* PROMPT
Reproduce the records below, swapping every occurrence of "farthest from its outline" for "most distant from its boundary" and leaving all other text unchanged.

* Saved data entries
----------------

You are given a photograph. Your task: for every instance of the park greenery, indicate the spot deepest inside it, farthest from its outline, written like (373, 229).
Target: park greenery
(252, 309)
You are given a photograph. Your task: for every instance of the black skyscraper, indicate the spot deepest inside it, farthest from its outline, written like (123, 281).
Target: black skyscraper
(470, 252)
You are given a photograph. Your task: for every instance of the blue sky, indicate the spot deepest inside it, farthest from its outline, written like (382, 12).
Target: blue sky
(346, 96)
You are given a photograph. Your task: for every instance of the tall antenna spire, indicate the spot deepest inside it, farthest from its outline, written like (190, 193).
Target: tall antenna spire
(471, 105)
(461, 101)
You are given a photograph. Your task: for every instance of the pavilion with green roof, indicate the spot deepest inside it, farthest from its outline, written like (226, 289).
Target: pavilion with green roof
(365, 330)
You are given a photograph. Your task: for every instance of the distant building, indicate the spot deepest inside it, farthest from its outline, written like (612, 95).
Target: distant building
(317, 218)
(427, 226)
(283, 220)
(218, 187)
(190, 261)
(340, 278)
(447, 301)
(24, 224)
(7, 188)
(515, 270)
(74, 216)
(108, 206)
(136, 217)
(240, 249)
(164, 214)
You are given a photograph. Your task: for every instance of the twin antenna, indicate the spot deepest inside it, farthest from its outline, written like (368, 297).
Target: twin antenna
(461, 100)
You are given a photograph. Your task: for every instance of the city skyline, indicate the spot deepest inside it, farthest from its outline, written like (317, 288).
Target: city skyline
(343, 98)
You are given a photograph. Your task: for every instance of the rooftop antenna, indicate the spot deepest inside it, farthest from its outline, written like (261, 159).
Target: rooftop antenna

----------------

* COMPLETE RESPONSE
You are given a photograph. Your task: for every instance of the park greenery, indicate the spot deepest inside it, most distant from its boundary, written like (373, 229).
Target: park greenery
(252, 309)
You are given a photograph. Your task: for every instance of the black skyscraper, indicate the spot deepest inside it, most distant from its boundary, written like (123, 281).
Target: black skyscraper
(470, 252)
You are given a photograph. Your task: for every instance of the blue sky, indicate the spot deepest inside it, most distant from its boundary, written like (382, 12).
Target: blue sky
(346, 96)
You are given a photograph. Your task: for every instance of the tall antenna spire, indicate the spot deepest inside it, most distant from its boundary, written like (190, 193).
Target: tall antenna spire
(471, 105)
(461, 101)
You are given a photograph. Your task: for every instance of the pavilion with green roof, indicate the spot deepest inside it, most distant from its boundary, written like (226, 289).
Target: pavilion with green roof
(365, 330)
You are given a photograph. Your task: for every instance of the distant building, indicate the spot deepest inside it, most distant from its boundary, written like (612, 95).
Target: distant building
(317, 218)
(427, 226)
(283, 220)
(218, 187)
(190, 261)
(340, 278)
(447, 301)
(24, 224)
(7, 188)
(515, 270)
(74, 216)
(108, 206)
(136, 217)
(240, 249)
(164, 214)
You are given a photograph. Your task: for every instance of the twin antenna, indicate the spot deepest inside it, most distant from its boundary, written like (368, 297).
Target: twin antenna
(461, 100)
You are given a photograph. Your task: for every instance of the city skyline, indicate the spot deepest inside it, most distant from its boundary, written like (317, 288).
Target: city skyline
(343, 98)
You are given a photograph. Your task: for every instance of the rooftop antenna, indicate the spot deepest inside it, most distant from its boundary, written like (261, 159).
Target: rooftop antenna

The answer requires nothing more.